- Task goal
Rewrite the records from the line with "find the lemon slice on glass rim" through the end of the records, swapping "marker" for "point" and leaving everything else unchanged. Give only those lines.

- Recorded data

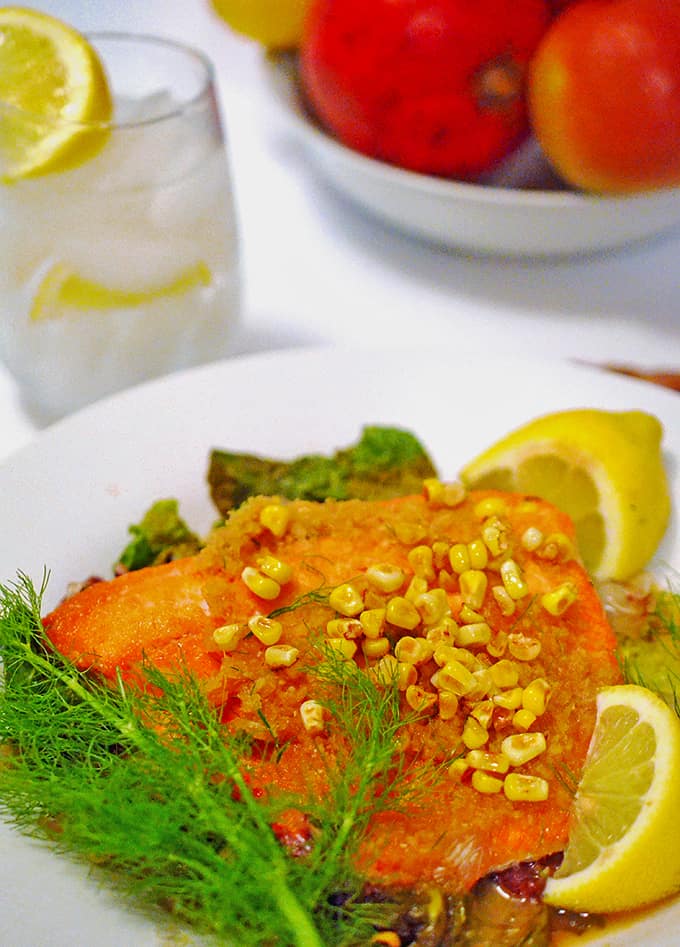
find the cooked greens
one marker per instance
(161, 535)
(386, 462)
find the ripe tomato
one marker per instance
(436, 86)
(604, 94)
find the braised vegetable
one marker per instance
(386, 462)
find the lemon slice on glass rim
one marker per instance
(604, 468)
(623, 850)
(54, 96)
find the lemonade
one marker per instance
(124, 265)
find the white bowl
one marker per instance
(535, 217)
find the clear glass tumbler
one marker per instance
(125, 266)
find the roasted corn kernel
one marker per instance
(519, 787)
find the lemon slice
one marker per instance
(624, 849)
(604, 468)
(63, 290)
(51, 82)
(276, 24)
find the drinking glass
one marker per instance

- Exercise result
find the lemon slice on glass rim
one point per instance
(604, 468)
(623, 850)
(54, 96)
find the lemonade
one point per instance
(124, 265)
find the white bowl
one point per instance
(535, 217)
find the clear glass tumbler
one point per instance
(125, 266)
find the roasted corn kernel
one point per instance
(519, 787)
find the lemon slice
one point per instance
(624, 849)
(604, 468)
(63, 290)
(51, 82)
(276, 24)
find the drinking glass
one point per instance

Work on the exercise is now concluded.